■ **WHAT YOU NEED TO DO**
All pictures must be dropped, while the entries are given again word for word.
= = =
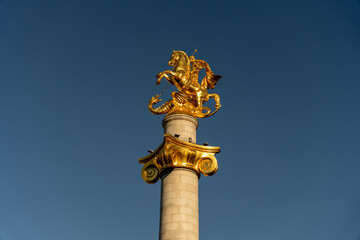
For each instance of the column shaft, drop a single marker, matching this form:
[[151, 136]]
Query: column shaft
[[179, 217]]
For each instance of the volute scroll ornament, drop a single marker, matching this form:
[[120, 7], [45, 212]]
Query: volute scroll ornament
[[174, 153]]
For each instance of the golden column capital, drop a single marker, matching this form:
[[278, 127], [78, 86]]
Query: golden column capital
[[174, 153]]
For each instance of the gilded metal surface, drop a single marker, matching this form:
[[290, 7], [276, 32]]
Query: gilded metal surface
[[176, 153], [191, 95]]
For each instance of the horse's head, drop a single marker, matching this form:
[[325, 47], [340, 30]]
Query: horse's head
[[174, 58]]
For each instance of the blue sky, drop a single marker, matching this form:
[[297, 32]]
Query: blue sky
[[75, 80]]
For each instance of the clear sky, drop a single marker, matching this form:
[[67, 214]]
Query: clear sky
[[75, 80]]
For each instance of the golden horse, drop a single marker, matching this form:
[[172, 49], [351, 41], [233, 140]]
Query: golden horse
[[184, 77]]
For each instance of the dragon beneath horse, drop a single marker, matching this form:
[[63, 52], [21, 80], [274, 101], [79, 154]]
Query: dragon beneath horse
[[191, 95]]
= = =
■ **WRITTEN SOLUTION**
For each instance of the column shaft, drop a single marker, matching this form:
[[151, 136]]
Query: column shaft
[[179, 217]]
For each instance of the volute scroll ornament, drop a single marker, matching this form:
[[120, 7], [45, 212]]
Query: volute scroll ornament
[[174, 153]]
For each instance of the golden column capital, drop a single marker, matching this form:
[[278, 127], [78, 86]]
Query: golden column capital
[[174, 153]]
For each instance of the gilded metal surface, drop a single marker, matching this form:
[[290, 7], [276, 32]]
Query: gilded metal surface
[[176, 153], [191, 95]]
For each instance of the horse's head, drop a single marker, matching this form:
[[325, 47], [340, 30]]
Query: horse's head
[[174, 58]]
For each instance of the blue sky, drop a single marker, matching this form:
[[297, 32]]
Query: blue sky
[[75, 80]]
For each instance of the clear sky, drop a single marker, matching this form:
[[67, 214]]
Query: clear sky
[[75, 80]]
For each instance of the golden horse, drop a single marker, matching this form:
[[172, 49], [351, 41], [233, 140]]
Query: golden horse
[[184, 77]]
For each instance of the dragon beneath horse, drop a single marker, matching this form:
[[63, 52], [21, 80], [274, 101], [79, 154]]
Query: dragon beneath horse
[[191, 95]]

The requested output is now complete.